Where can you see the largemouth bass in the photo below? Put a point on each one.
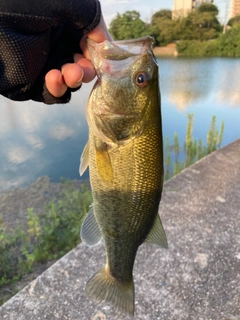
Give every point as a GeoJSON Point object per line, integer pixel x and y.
{"type": "Point", "coordinates": [125, 159]}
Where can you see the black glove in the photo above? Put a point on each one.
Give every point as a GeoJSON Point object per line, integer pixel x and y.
{"type": "Point", "coordinates": [37, 36]}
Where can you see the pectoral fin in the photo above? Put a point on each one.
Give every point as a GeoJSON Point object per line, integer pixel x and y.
{"type": "Point", "coordinates": [103, 161]}
{"type": "Point", "coordinates": [90, 232]}
{"type": "Point", "coordinates": [84, 160]}
{"type": "Point", "coordinates": [157, 234]}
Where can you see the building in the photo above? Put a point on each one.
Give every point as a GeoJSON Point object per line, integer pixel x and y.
{"type": "Point", "coordinates": [181, 8]}
{"type": "Point", "coordinates": [234, 8]}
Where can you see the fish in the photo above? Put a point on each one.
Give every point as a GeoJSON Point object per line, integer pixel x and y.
{"type": "Point", "coordinates": [124, 154]}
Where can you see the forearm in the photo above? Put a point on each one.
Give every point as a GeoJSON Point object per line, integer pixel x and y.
{"type": "Point", "coordinates": [81, 14]}
{"type": "Point", "coordinates": [37, 36]}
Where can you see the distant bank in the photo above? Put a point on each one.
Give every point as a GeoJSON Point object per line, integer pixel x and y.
{"type": "Point", "coordinates": [169, 50]}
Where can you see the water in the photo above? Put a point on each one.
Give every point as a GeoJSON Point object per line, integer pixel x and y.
{"type": "Point", "coordinates": [38, 139]}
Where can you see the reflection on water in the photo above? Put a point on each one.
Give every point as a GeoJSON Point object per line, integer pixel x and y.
{"type": "Point", "coordinates": [188, 82]}
{"type": "Point", "coordinates": [38, 139]}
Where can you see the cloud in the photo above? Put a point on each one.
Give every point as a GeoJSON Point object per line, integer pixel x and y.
{"type": "Point", "coordinates": [18, 155]}
{"type": "Point", "coordinates": [61, 132]}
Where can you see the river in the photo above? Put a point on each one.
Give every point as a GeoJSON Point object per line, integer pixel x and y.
{"type": "Point", "coordinates": [38, 140]}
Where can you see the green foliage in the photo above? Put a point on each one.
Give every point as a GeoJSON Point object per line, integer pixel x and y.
{"type": "Point", "coordinates": [196, 48]}
{"type": "Point", "coordinates": [127, 26]}
{"type": "Point", "coordinates": [228, 44]}
{"type": "Point", "coordinates": [193, 150]}
{"type": "Point", "coordinates": [208, 7]}
{"type": "Point", "coordinates": [49, 236]}
{"type": "Point", "coordinates": [234, 21]}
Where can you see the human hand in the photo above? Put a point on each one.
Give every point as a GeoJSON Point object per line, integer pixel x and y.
{"type": "Point", "coordinates": [82, 70]}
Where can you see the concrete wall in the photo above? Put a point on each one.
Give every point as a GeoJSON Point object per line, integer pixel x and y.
{"type": "Point", "coordinates": [198, 278]}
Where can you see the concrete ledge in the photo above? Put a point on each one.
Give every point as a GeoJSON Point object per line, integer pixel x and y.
{"type": "Point", "coordinates": [197, 278]}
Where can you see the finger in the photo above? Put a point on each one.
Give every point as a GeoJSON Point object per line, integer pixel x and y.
{"type": "Point", "coordinates": [72, 74]}
{"type": "Point", "coordinates": [87, 66]}
{"type": "Point", "coordinates": [55, 83]}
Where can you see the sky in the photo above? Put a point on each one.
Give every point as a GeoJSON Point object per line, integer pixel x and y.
{"type": "Point", "coordinates": [147, 8]}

*-*-*

● **How to complete this task**
Pictures excluded, copy the lines exactly from where the material starts to the line with "Where can you see the black", inclusive.

● **Problem solution**
Where can you see the largemouth bass in the photo below? Put a point on each one.
Give every point as a GeoJSON Point object per line, integer pixel x and y.
{"type": "Point", "coordinates": [125, 159]}
Where can you see the black glove in the photo above? Put a point on each one.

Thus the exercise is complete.